» Reading text
** START **

Fr. Gerry LeStrat OMI has been to Cartegena where he saw the huge cement platform where the African slaves landed. They were taken to row upon row of concrete pens, just like cattle. What is especially tragic is that for the most part, the slave traders were Christians, probably Catholic, who found it, like the Pharisees, not that difficult to justify themselves in their dark activity.
Peter Claver would go to this area, force his way through this teeming, suffering humanity to find the sick and minister to them. He would find them on mats of broken pottery and bricks, and clothe those who were naked. Here is a quote from his writings:
“This is how we spoke to them, not with words but with our hands and our actions. And in fact, convinced as they were that they had been brought here to be eaten, any other language would have proved utterly useless. The we sat, or rather knelt, beside them and bathed their faces and bodies with wine. We made every effort to encourage them with friendly gestures and displayed in their presence the emotions that somehow naturally tend to hearten the sick.”

** END **

» Stated problem a
In the passage about Peter Claver, what were the sick lying on when he found them?
The passage and the rows that follow it have no connection to each other.

» The records
** START **

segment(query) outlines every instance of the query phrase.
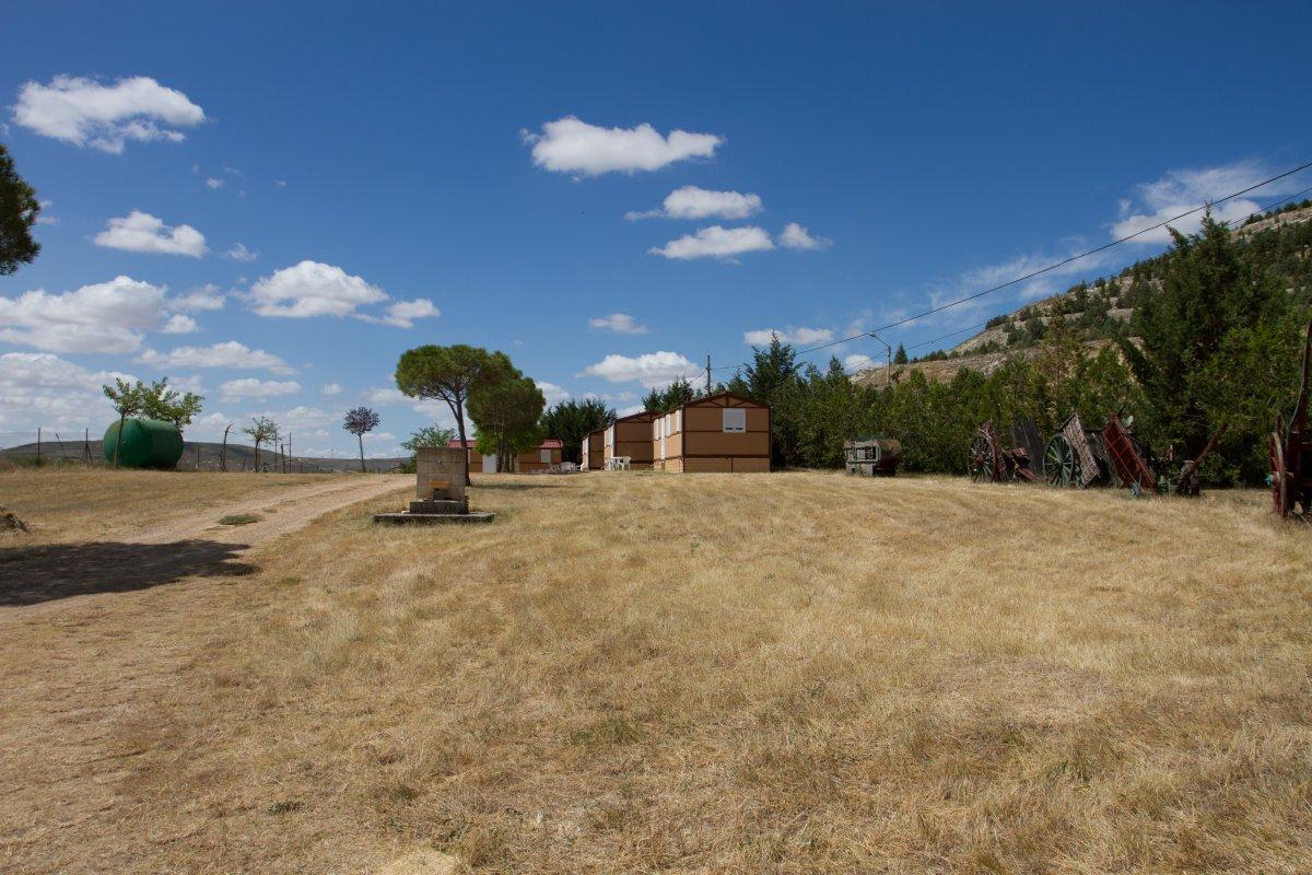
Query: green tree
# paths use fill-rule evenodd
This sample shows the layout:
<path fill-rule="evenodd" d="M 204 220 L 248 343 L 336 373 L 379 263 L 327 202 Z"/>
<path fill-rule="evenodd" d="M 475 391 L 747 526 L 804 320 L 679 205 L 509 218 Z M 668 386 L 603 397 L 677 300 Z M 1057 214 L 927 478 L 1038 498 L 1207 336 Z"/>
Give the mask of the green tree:
<path fill-rule="evenodd" d="M 378 428 L 382 422 L 382 417 L 378 416 L 378 411 L 367 407 L 354 407 L 346 411 L 346 416 L 342 417 L 341 426 L 356 436 L 356 442 L 359 445 L 359 472 L 365 474 L 365 436 Z"/>
<path fill-rule="evenodd" d="M 419 453 L 420 447 L 443 447 L 455 439 L 455 429 L 443 429 L 437 425 L 425 425 L 417 432 L 411 432 L 409 438 L 401 441 L 401 446 L 411 453 Z"/>
<path fill-rule="evenodd" d="M 505 471 L 510 468 L 513 455 L 541 441 L 538 420 L 547 399 L 533 379 L 510 365 L 509 358 L 496 374 L 496 379 L 483 380 L 470 392 L 468 408 L 484 446 L 491 442 L 496 447 L 497 471 Z"/>
<path fill-rule="evenodd" d="M 1144 388 L 1151 441 L 1193 458 L 1219 425 L 1260 418 L 1248 399 L 1282 394 L 1296 329 L 1284 283 L 1210 213 L 1199 234 L 1172 234 L 1161 287 L 1135 308 L 1141 344 L 1120 348 Z"/>
<path fill-rule="evenodd" d="M 195 392 L 180 395 L 177 390 L 169 388 L 167 376 L 150 386 L 136 380 L 136 390 L 142 395 L 142 415 L 148 420 L 172 422 L 180 433 L 192 424 L 205 401 Z"/>
<path fill-rule="evenodd" d="M 114 405 L 114 411 L 118 412 L 118 434 L 114 436 L 114 468 L 118 468 L 118 453 L 123 446 L 123 426 L 127 424 L 127 417 L 140 415 L 144 408 L 142 382 L 136 380 L 136 386 L 133 386 L 115 376 L 113 386 L 101 386 L 100 388 Z"/>
<path fill-rule="evenodd" d="M 278 424 L 270 420 L 268 416 L 261 416 L 251 420 L 251 425 L 241 429 L 243 434 L 248 434 L 251 441 L 255 442 L 255 470 L 260 470 L 260 445 L 261 443 L 277 443 L 278 441 Z"/>
<path fill-rule="evenodd" d="M 482 384 L 496 382 L 510 366 L 502 353 L 455 344 L 417 346 L 401 353 L 396 362 L 396 388 L 411 397 L 446 403 L 455 417 L 455 430 L 464 447 L 464 412 L 470 394 Z M 464 453 L 464 480 L 470 478 L 468 451 Z"/>
<path fill-rule="evenodd" d="M 0 143 L 0 277 L 31 264 L 41 252 L 41 244 L 31 239 L 39 213 L 37 193 L 18 176 L 9 151 Z"/>
<path fill-rule="evenodd" d="M 567 462 L 583 462 L 583 442 L 598 429 L 615 421 L 615 411 L 605 401 L 585 397 L 581 401 L 569 399 L 560 401 L 542 415 L 542 432 L 546 437 L 559 438 L 564 443 L 562 458 Z"/>

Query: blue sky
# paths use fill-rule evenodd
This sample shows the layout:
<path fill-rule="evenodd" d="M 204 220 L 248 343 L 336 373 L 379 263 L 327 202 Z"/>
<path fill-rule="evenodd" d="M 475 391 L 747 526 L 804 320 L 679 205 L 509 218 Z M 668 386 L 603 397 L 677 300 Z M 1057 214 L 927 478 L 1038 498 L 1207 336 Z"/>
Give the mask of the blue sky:
<path fill-rule="evenodd" d="M 121 373 L 199 387 L 189 437 L 269 413 L 298 451 L 352 451 L 341 412 L 369 403 L 386 454 L 449 420 L 392 387 L 419 344 L 502 349 L 552 399 L 623 409 L 753 332 L 876 328 L 1312 160 L 1308 67 L 1279 43 L 1309 24 L 1307 4 L 21 4 L 0 140 L 49 206 L 41 257 L 0 277 L 0 445 L 102 430 Z"/>

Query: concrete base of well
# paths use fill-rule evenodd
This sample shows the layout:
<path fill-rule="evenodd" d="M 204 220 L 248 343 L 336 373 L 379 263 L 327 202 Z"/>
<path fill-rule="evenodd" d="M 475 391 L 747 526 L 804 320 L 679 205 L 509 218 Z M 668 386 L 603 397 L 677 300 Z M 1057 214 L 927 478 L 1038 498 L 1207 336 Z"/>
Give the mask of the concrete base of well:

** END **

» Stated problem b
Return each line of the rows that contains the word "Give".

» Worked answer a
Mats of broken pottery and bricks.

» Worked answer b
Give the mask of the green tree:
Give the mask of the blue sky:
Give the mask of the concrete base of well:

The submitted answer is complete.